**EXERCISE INSTRUCTIONS:**
Return every entry below exactly as written, minus the pictures.

==== THE DATA

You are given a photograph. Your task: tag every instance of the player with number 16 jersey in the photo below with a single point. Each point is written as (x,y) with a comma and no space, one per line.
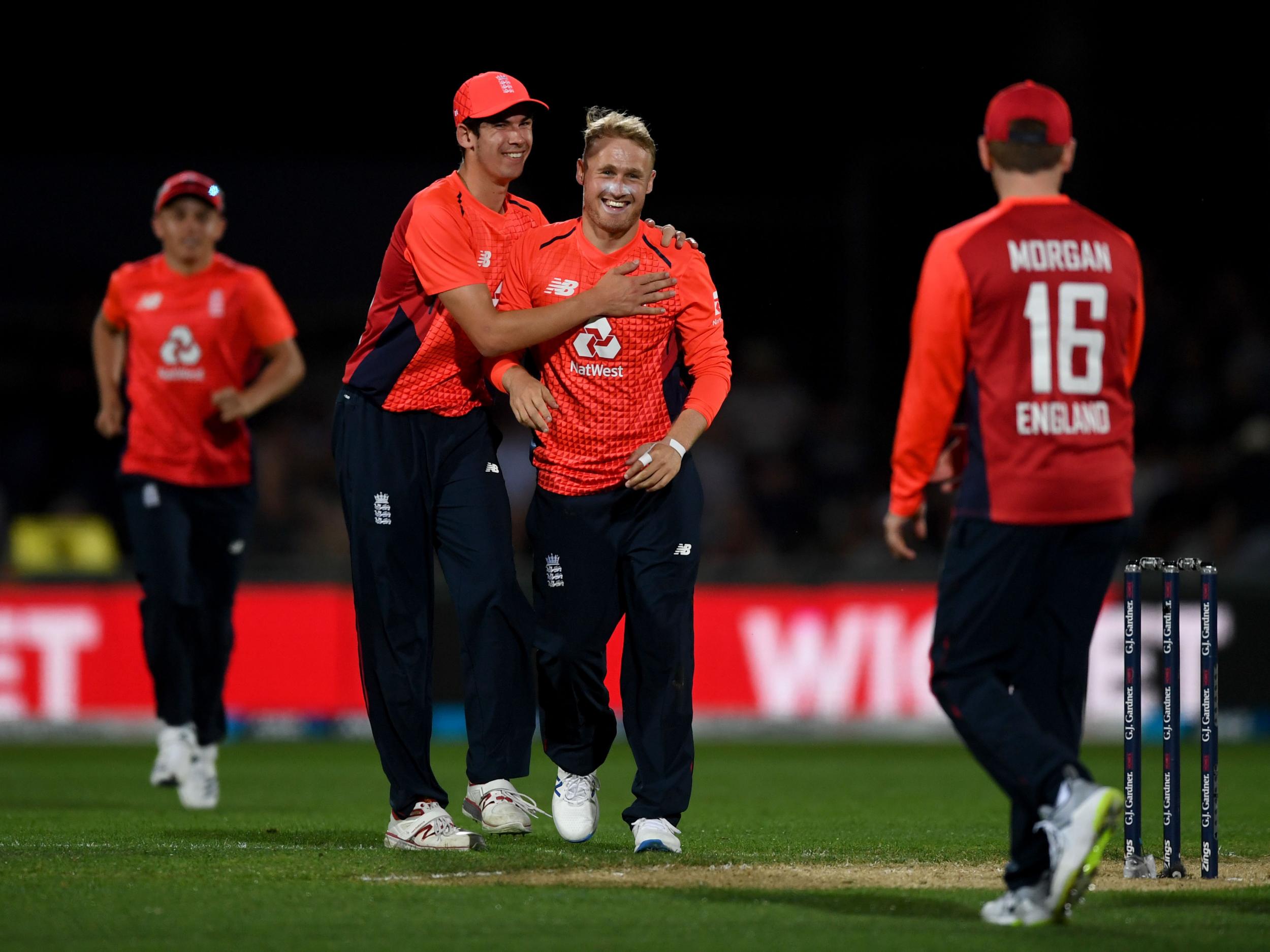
(1030,316)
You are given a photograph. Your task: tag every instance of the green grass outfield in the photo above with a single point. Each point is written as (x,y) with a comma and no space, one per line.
(92,857)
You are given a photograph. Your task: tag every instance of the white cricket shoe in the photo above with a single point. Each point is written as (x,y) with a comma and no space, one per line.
(201,789)
(656,837)
(501,808)
(576,805)
(430,827)
(1025,905)
(1078,832)
(176,752)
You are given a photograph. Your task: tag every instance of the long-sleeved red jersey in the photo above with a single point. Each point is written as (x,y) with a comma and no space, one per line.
(618,379)
(1032,314)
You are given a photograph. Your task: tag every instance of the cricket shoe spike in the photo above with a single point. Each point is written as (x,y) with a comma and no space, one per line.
(1078,832)
(430,827)
(1025,905)
(501,808)
(176,752)
(201,789)
(576,805)
(656,837)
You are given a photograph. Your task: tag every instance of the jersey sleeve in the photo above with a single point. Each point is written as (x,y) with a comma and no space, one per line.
(515,296)
(267,318)
(935,377)
(112,308)
(1137,326)
(705,349)
(438,249)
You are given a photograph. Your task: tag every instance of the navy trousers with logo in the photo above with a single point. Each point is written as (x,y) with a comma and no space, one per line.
(1010,661)
(188,544)
(596,559)
(416,485)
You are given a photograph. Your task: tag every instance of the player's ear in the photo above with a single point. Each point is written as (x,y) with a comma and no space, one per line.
(1068,156)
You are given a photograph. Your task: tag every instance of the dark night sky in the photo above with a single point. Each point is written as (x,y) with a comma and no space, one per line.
(813,189)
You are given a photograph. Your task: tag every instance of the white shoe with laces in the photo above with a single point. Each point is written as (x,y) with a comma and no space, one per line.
(201,789)
(430,827)
(176,752)
(1025,905)
(576,805)
(657,836)
(501,808)
(1078,832)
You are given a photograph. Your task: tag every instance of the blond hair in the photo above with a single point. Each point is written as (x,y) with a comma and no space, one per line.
(609,123)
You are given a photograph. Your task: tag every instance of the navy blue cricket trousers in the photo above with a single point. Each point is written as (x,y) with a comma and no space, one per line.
(596,559)
(1011,654)
(417,485)
(187,547)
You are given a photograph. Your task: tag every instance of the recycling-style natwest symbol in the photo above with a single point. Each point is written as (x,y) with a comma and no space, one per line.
(597,339)
(181,348)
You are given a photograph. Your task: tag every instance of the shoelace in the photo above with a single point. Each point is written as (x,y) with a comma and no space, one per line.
(656,826)
(527,804)
(1053,834)
(578,787)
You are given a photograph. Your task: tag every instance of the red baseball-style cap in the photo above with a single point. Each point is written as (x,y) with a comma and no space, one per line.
(1028,101)
(491,94)
(191,183)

========

**TASK RESULT:**
You are given a photograph. Your task: tag every instance of the player with number 16 jersey in the photo below with a single point. Each point is written as (x,y) with a comma and no space, one per line.
(1030,316)
You are given a photograph. Your task: tag every instance of the green grass outfield in the photo above with a single point. Each point is written as (x,y) with a comma and no space, one per line.
(92,857)
You are given a photograph. Your task: tag every instance of the white cricket shoe in the photo above with a single point. Each point is written as (x,y) with a comma and no space, one per line.
(201,789)
(656,837)
(501,808)
(576,805)
(430,827)
(1025,905)
(1078,832)
(176,752)
You are given a photograph. Your task: tag every instance of the long-sleeved red jersey in the photo above with a single point. Each point is written as (x,y) with a comma and no space, one per line.
(618,379)
(1032,314)
You are given a photograph. Your task: tag every instance of the cricket shoe spike in the photo above with a single point. Each point is written as (x,y) with a comma and no space, one per line.
(1078,832)
(430,827)
(1025,905)
(501,808)
(176,752)
(201,789)
(576,805)
(656,837)
You are given a photograph. Your task: tag every instance of the jersey sleeve in the photo above with a single point. Each point is written as (x,y) with a comma and no space, one per line.
(515,296)
(267,318)
(935,377)
(112,308)
(1137,326)
(705,349)
(438,249)
You are given a photograph. Your task: tag every instance of the navy trousers with logo in the photo above with a single point. Each point is written as (x,y) with a comma and no space, one per line.
(1010,661)
(188,544)
(596,559)
(416,485)
You are given a photograph. Your task: tag every instance of the player's ear in the photo above with a single point. Each point is written as (x,y) with a comma and no space, one per line.
(1068,156)
You are given a photograph. Your task: tag every instance of the dark night sky in the photo above with a single point. Each point is written as (x,y) with a comma and no space, one per line.
(813,189)
You are given a photograph. Your task: tag every instance of the white shoe with laces in the photo above with a single point. Each point is written as (x,y) with a comma and no space, one per line.
(201,789)
(430,827)
(176,752)
(1025,905)
(576,805)
(657,836)
(501,808)
(1078,832)
You are given a photograph. Your task: tag every instance of the blond hair in the photo above with a single point. Each point is written as (x,y) with a comma and no space, one per line.
(609,123)
You are given a photograph. Your task: tag every instance of the navy blue cricket trousers in the photo above with a single point. Each point is written as (x,y) with a comma and no space, one per line.
(596,559)
(1011,654)
(417,485)
(187,547)
You are given a photograph. Your task: tag every instance of the recycling-style natwest symbol in the photo above with a single point. Each point is written as (x,y) with a comma and no space, one per line.
(597,339)
(181,348)
You are given a photograph. Your task: tag every instance of the shoelace in the photo above with a single point. Each point is written as (x,y) with a comma and no space, one per line.
(656,826)
(527,804)
(1053,834)
(578,787)
You are given a photograph. Your task: tag every instance of the red baseball-style cap in the photo above with a single point. Each point is written as (x,y) with a comma and no space, one per line.
(1028,101)
(491,94)
(191,183)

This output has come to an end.